The first six months of 2020 saw the advent of the worst global public health crisis in a century—since the 1918 influenza pandemic. In response, the world locked down, putting its economy into a kind of medically induced coma.
In this country, the immediate effects were (1) a savage and nearly instantaneous economic recession, accompanied by record unemployment, and (2) the fastest, deepest collapse in stock prices in living memory, if not ever.
This quarterly letter is divided into two parts, the first a statement of general principles, especially those most relevant in the current crisis, with a restatement of how we practice our stewardship of your invested wealth. The second is a review of what little can be known at this point, and our proposal of how we continue to deal with the pervasive uncertainties of the moment
We believe that all lastingly successful investing is essentially goal-focused and planning-driven. All failed investing is market-focused and event-driven.
Stated another way; every truly successful investor we’ve ever known was acting continuously on a long-term plan. Every failed investor we’ve known continually reacted to sudden and terrifying market shocks.
Thus we’ve found that long-term investing success is only incidentally a function of the economy and the markets. It is a direct function of how the investor reacts—or, more properly, how the investor refuses to react.
We are long-term, goal-focused equity investors, acting on our plan with patience and discipline. The smaller part of what we do for clients is the crafting of that plan. The much larger part is helping investors not to react in stressful times like these.
We continue to believe that the equity market can’t be consistently forecast, much less timed, and that the only certain way of capturing equities’ superior long-term returns is to sit through their occasionally steep but historically temporary declines.
Review and Outlook
At midyear, the best that can be said is that the first great wave of the pandemic may be abating, and the economy is slowly reopening. As it continues to reopen, there will inevitably be some flareup in new infections. The interaction between the pandemic and the economy in the short to intermediate term is therefore perfectly impossible to forecast, as is the timing of the development of a vaccine.
The equity market crashed from a new all-time high on February 19 to a bear market low (so far) on March 23, down 34% in 33 days. There is no historical precedent for this steep a decline in so little time. Confoundingly, it then posted its best 50 days in history. The S&P 500 closed out the first half at 3100.29, approximately 8.4% off its all-time high.

^^^^^^^^

Exercise objective » Continue the quarterly investment letter on the 2020 pandemic and markets from its last sentence. The data that follows has no connection to the text.

Data for pointing to referring expressions:

^^^^^^^^

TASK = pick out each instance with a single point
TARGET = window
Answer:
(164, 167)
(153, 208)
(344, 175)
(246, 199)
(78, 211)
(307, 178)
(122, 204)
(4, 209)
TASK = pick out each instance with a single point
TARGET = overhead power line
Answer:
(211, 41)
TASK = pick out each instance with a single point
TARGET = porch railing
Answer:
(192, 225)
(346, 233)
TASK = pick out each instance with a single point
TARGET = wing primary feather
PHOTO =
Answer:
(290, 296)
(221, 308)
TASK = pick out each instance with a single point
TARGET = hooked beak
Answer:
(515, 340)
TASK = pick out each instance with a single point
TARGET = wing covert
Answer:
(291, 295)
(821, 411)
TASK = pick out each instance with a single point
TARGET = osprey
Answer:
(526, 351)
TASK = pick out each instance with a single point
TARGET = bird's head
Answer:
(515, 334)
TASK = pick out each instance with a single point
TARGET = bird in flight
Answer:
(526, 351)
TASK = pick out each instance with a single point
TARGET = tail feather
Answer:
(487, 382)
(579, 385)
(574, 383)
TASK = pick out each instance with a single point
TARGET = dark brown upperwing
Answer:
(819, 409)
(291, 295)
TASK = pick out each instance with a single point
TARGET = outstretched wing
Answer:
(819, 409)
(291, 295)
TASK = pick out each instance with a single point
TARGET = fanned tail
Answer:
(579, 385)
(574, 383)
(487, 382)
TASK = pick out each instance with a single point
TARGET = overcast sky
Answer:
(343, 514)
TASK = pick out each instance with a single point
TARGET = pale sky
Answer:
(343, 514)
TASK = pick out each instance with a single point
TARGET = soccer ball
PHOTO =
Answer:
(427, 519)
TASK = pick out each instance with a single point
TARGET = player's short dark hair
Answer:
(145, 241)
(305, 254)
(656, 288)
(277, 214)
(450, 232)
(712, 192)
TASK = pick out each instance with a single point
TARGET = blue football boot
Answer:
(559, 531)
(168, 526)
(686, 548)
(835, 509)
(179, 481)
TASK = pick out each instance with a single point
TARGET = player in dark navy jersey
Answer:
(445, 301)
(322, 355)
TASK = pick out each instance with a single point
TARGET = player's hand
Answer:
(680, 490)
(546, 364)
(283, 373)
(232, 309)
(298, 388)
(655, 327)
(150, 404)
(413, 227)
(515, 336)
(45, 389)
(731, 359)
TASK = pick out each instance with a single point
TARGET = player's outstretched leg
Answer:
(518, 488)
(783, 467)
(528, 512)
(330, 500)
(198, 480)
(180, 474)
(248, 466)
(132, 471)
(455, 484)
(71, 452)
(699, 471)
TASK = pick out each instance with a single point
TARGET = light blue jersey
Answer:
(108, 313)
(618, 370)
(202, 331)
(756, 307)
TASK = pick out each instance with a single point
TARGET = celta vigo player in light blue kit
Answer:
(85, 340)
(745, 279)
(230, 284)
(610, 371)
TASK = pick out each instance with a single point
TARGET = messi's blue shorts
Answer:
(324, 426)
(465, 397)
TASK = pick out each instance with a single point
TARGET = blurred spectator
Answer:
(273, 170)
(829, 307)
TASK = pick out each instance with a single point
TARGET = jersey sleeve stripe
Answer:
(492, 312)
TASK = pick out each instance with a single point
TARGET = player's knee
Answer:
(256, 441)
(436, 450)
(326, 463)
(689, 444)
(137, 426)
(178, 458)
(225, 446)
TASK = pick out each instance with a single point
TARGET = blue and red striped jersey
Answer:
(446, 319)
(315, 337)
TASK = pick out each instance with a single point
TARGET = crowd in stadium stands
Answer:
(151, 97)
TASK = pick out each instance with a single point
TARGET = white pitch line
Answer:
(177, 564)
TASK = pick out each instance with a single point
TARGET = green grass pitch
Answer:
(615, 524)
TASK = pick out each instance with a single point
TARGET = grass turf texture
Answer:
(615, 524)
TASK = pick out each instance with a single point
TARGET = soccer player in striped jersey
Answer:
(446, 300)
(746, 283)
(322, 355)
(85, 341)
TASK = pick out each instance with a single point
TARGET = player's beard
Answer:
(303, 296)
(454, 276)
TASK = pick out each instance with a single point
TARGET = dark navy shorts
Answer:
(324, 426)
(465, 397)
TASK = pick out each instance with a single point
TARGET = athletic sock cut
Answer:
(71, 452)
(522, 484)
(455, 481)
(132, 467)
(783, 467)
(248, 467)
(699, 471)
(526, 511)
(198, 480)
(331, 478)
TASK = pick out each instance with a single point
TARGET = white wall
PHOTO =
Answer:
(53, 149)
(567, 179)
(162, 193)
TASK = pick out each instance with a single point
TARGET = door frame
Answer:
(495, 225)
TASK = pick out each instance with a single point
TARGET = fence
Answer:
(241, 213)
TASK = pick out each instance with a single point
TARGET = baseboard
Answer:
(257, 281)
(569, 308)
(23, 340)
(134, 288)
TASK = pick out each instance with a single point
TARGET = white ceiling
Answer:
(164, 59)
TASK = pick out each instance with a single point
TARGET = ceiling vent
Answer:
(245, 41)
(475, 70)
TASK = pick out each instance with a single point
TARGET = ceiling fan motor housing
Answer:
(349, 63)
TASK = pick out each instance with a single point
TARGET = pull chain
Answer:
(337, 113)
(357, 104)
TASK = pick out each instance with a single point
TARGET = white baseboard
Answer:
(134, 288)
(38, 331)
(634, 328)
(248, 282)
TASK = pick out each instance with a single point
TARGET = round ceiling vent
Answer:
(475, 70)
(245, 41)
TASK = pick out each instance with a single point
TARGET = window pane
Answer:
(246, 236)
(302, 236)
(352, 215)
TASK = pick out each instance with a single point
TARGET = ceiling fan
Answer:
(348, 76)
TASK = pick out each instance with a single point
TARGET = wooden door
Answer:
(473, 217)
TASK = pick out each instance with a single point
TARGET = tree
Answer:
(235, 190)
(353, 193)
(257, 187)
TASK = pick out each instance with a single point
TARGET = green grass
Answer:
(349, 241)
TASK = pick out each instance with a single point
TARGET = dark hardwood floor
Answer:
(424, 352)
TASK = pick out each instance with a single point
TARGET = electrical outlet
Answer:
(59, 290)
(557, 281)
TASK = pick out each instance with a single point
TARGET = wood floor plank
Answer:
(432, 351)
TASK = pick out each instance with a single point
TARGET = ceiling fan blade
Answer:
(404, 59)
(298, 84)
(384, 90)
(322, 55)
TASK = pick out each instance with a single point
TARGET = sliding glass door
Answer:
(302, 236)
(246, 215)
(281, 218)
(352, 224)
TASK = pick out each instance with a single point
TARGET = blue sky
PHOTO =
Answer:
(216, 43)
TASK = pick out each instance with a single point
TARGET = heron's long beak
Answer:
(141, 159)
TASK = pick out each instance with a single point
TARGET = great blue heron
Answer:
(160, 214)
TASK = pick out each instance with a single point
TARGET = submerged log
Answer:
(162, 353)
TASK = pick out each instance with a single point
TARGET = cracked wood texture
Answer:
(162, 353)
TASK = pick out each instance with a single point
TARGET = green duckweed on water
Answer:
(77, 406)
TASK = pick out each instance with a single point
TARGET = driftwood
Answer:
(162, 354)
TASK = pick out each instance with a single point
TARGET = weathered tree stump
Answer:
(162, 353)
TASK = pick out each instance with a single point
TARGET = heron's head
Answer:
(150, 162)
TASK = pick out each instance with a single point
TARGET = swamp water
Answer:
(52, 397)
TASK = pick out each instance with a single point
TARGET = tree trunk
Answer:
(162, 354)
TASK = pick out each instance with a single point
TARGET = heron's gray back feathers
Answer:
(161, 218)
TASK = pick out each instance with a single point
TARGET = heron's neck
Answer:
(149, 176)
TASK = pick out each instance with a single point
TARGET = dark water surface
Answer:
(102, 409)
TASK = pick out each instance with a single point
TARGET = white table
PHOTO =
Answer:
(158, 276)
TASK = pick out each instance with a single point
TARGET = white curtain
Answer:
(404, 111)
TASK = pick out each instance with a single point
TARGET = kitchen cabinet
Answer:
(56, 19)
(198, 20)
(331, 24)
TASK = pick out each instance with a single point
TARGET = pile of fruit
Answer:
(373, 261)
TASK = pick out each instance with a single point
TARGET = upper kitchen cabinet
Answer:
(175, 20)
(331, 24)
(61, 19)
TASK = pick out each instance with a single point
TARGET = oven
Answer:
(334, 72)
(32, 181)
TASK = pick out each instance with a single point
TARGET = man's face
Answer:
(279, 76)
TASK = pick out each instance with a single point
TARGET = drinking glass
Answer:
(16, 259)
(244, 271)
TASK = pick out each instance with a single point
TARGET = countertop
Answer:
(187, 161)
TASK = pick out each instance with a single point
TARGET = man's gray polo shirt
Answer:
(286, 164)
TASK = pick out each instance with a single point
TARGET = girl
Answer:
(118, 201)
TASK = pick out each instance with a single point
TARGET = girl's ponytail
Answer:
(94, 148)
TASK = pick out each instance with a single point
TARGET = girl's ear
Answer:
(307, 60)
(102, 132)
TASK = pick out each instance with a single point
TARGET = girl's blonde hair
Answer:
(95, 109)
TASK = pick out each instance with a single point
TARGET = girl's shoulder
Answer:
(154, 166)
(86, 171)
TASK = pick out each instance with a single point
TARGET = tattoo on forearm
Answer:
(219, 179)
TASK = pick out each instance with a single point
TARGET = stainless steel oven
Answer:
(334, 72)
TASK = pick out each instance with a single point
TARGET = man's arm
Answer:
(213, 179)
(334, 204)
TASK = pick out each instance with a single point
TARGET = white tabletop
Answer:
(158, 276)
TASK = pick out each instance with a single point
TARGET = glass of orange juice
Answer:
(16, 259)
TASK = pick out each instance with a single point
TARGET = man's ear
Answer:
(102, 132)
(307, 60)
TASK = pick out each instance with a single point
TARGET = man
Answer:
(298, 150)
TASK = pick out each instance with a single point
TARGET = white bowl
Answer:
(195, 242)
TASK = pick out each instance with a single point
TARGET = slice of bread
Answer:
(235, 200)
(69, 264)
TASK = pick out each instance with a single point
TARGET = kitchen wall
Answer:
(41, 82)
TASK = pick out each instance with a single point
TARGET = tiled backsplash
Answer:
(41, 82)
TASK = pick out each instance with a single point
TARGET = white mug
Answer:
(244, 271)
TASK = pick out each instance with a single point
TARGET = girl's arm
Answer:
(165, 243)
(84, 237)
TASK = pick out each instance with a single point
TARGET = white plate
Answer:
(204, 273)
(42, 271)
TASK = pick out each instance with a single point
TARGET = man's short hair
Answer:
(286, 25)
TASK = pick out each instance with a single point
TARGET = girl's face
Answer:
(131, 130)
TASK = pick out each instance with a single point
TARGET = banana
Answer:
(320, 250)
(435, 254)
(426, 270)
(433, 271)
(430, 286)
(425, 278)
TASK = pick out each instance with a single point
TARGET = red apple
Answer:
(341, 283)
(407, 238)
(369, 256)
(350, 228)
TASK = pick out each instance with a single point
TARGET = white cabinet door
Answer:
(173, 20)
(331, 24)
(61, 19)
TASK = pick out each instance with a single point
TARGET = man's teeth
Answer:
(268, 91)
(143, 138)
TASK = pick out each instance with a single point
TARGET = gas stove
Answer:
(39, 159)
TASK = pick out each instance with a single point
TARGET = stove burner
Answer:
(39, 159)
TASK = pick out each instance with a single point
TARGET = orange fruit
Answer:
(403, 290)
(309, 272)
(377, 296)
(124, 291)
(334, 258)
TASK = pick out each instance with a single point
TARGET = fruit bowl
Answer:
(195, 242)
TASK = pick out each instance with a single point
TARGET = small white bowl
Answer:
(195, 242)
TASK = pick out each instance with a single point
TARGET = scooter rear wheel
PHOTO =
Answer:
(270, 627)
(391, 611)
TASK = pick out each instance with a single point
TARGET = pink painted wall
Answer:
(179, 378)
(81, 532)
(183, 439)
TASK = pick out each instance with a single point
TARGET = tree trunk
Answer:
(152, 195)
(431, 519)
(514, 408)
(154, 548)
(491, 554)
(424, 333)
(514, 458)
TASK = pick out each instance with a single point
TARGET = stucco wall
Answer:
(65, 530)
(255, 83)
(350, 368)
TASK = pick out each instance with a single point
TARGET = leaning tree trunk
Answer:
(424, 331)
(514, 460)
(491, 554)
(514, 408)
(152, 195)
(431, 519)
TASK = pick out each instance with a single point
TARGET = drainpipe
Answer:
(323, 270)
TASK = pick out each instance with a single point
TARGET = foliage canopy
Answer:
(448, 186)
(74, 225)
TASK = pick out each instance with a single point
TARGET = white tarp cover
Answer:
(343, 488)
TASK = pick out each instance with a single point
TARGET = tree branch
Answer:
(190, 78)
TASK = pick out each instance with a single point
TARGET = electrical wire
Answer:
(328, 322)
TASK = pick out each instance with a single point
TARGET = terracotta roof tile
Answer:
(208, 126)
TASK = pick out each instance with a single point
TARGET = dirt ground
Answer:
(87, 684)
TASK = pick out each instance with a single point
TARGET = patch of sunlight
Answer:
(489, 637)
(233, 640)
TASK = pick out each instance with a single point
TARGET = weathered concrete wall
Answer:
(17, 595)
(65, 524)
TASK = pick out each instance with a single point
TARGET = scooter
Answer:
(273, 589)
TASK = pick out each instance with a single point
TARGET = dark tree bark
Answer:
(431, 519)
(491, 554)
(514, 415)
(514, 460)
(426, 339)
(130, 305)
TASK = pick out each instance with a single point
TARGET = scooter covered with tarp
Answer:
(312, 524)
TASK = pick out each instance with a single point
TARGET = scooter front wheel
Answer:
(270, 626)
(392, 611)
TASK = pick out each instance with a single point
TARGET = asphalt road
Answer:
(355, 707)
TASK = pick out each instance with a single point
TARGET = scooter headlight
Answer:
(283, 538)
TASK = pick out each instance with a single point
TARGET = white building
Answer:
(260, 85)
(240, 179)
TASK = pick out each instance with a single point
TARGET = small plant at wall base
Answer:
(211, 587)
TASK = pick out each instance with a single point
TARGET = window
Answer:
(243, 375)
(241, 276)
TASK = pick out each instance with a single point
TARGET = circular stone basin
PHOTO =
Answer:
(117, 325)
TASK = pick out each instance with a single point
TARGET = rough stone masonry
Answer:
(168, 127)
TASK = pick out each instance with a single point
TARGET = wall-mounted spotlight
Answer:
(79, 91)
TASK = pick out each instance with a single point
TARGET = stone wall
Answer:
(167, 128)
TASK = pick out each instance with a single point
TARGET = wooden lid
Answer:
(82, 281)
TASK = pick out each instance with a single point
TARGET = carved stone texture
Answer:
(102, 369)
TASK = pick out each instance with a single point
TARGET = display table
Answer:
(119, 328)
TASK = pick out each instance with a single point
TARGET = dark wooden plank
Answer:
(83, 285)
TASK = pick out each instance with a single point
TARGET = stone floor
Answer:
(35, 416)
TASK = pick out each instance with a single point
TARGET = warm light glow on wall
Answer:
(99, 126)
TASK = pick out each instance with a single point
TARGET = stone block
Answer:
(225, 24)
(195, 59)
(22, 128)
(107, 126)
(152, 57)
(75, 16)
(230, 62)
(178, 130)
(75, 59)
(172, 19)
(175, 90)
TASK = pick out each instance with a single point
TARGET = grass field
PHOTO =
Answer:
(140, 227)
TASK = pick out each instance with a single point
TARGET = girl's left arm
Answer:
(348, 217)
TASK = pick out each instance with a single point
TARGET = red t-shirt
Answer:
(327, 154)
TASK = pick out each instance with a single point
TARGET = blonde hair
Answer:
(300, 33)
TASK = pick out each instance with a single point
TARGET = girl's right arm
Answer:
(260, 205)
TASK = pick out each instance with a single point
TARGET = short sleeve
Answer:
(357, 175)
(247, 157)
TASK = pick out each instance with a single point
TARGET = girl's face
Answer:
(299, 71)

^^^^^^^^

Response »
It is not possible to forecast the near-term course of corporate earnings or dividends, as they—like the economy they reflect— are still largely hostage to the pandemic. That said, we invite your attention to the fact that at June 30 the yield on the 10-year U.S. Treasury note was about 66 hundredths of one percent.
We infer from the current state of interest rates that though it is impossible to forecast equity earnings, dividends and prices, it can be stated as fact that few of our clients can continue to advance toward the achievement of their long-term financial goals in bonds, at anything close to today’s yields. This is just another reason why we’ve advised investors to stay the course in equities.
It should also be noted that even if the pandemic subsides and the economy to recover, investors will still have to deal with what may be the most widespread civil unrest in our country in decades, and what promises to be a bitterly partisan presidential election cycle. Emotions seem likely to continue to run high, with unpredictable short-term market consequences.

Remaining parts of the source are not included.